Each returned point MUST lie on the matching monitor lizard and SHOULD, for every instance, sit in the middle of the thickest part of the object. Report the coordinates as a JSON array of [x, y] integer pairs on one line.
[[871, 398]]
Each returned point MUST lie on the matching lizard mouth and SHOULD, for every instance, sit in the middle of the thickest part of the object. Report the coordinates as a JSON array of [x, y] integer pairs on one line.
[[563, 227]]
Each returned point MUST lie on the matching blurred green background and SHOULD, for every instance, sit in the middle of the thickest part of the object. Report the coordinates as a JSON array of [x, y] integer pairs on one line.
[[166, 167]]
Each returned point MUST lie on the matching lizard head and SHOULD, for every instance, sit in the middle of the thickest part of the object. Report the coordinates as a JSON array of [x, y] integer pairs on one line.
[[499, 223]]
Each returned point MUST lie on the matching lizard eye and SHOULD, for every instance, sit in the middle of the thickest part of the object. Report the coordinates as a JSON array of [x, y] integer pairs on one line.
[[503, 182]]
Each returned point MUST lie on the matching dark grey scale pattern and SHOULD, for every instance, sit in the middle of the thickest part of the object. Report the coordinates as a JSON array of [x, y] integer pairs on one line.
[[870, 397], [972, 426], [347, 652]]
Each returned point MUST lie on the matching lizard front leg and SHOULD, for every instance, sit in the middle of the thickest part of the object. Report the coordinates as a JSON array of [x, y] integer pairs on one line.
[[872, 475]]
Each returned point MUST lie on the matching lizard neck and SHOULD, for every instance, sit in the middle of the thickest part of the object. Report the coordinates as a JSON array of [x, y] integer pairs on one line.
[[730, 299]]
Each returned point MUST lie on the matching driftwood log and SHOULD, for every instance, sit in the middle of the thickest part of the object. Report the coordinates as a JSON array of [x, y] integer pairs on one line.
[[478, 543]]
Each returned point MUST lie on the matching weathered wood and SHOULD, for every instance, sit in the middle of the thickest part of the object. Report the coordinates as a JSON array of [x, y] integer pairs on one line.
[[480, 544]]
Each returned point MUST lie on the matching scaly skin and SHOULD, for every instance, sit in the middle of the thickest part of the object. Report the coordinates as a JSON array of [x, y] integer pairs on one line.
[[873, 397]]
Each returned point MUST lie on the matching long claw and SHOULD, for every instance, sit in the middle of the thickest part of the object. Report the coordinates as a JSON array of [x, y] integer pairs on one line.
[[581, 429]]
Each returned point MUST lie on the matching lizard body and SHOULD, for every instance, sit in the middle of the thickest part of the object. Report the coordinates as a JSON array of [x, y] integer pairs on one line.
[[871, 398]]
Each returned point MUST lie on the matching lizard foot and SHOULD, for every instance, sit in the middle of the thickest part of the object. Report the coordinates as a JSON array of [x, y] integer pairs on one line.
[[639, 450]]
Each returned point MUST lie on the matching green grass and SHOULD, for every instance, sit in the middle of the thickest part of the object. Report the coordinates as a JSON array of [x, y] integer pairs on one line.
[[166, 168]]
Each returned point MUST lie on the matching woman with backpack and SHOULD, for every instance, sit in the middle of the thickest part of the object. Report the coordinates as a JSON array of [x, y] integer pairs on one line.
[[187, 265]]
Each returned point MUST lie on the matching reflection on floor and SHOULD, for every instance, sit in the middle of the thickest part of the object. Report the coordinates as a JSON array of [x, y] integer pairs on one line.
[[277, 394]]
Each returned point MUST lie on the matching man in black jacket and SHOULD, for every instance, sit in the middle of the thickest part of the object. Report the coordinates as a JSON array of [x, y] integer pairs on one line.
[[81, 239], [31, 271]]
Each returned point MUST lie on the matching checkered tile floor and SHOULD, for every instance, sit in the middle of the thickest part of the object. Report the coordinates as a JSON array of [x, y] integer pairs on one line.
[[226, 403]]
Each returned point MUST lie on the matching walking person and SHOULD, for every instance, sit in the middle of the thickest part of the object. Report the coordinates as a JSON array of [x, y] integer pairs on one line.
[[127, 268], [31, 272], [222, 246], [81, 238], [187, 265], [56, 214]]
________________
◆ **Set task**: Copy every line of the records above word for word.

◆ **Response for this exercise**:
Each returned point MUST lie on the matching monitor lizard and SHOULD, for every instance, sit in the middle of the thickest part of the object. Report the coordinates as a JSON array of [x, y] integer pairs on one line.
[[871, 398]]
Each returned point MUST lie on the matching lizard mouth and SHOULD, for every instance, sit in the middle of the thickest part of the object. Report the coordinates as a JSON array of [x, y] integer pairs on one line.
[[563, 227]]
Each returned point MUST lie on the matching blurred green background and SHOULD, for every instance, sit in the middle of the thickest part of the object. Report the coordinates as a JSON array of [x, y] integer pairs on one line.
[[166, 167]]
Each returned point MUST lie on the matching lizard head and SHOULD, for every instance, sit in the middle of the thickest part of the object. Report the coordinates as a JSON array of [x, y] integer pairs on one line.
[[499, 223]]
Each returned point MUST lie on the matching lizard eye and SHOULD, for every instance, sit in the middle of the thickest part of the object. Report the coordinates as a JSON array of [x, y] integer pairs on one line.
[[503, 182]]
Each returned point MUST lie on the matching dark grey scale pattern and SHOULD, for every instance, sit in the middle of the thickest part of the object. Report the coordinates as a JSON array of [x, y] integer pairs on one line.
[[870, 397], [972, 426], [347, 652]]
Each returned point MUST lie on the matching lizard front leg and SHOULD, for every instance, sit in the middle of the thickest part of the object. Report the coordinates as a JSON array of [x, y] integer pairs on one line.
[[872, 475]]
Each returned point MUST lie on the matching lizard neck and SHOULD, for every instance, sit in the middle of the thickest part of the object. Report the coordinates as a JSON array of [x, y] integer pairs on one line.
[[730, 299]]
Each returned point MUST lie on the matching driftwood log and SHOULD, for every instance, sit in the middle of the thickest part of the object. Report the coordinates as a JSON array of [x, y] integer pairs on one line.
[[478, 543]]
Each returned point MUST lie on the matching weathered wood and SHOULD, for every instance, sit in the middle of the thickest part of the object. Report the coordinates as a JSON array of [x, y] integer pairs on one line.
[[480, 544]]
Each returned point MUST lie on the matching scaly skin and SHOULD, for every instance, sit in the middle of the thickest part of the object. Report the coordinates as a JSON array of [x, y] integer pairs on one line.
[[873, 397]]
Each returned point MUST lie on the matching long claw and SHOULD, for every instance, sit in the middle of the thickest part of the object. Report the coordinates as a JSON array of [x, y] integer pairs on one line.
[[581, 429]]
Each returned point MUST lie on the matching lizard body and SHOULD, for every instance, sit in the middle of the thickest part of the object. Report the coordinates as a JSON array of [x, y] integer pairs on one line.
[[871, 398]]
Each returned point MUST lie on the matching lizard foot and SHOULD, for every instance, sit in the middle of the thickest part of the object. Report the coordinates as a JSON array of [x, y] integer pairs on one line.
[[639, 450]]
Each returned point MUST lie on the matching green grass and SHOULD, for every instance, sit in the middle of the thickest part of the object. Report the coordinates as a JSON array of [x, y] integer pairs on one line.
[[166, 168]]
Each returned point MUST lie on the matching woman with backpack and SHOULD, for every instance, sit in the middle of the thickest part of the object. Report the coordinates as a JSON array of [x, y] integer pairs on one line.
[[187, 265]]
Each returned point MUST lie on the matching reflection on floor and SHOULD, for every instance, sit in the middle of the thickest part of the object. Report the coordinates as a JSON array of [x, y] integer pairs on one line.
[[277, 394]]
Each returned point MUST lie on the matching man in black jacket and SHOULD, for every instance, sit in the middle of the thickest part of the object. Report the coordinates as a JSON array of [x, y] integer pairs on one line.
[[81, 239], [31, 271]]
Each returned point MUST lie on the matching checkered tile floor and SHOULD, for every instance, sit in the middle of the thickest part of the object. Report the coordinates as a JSON array of [x, y] integer pairs on one line.
[[226, 403]]
Each returned point MUST lie on the matching walking person and SHOULD, for every instance, sit in the middle of the thickest part of the object. Report the coordinates as a JSON array of [x, y] integer pairs on one line.
[[127, 268], [31, 272], [222, 246], [81, 238], [187, 265], [56, 214]]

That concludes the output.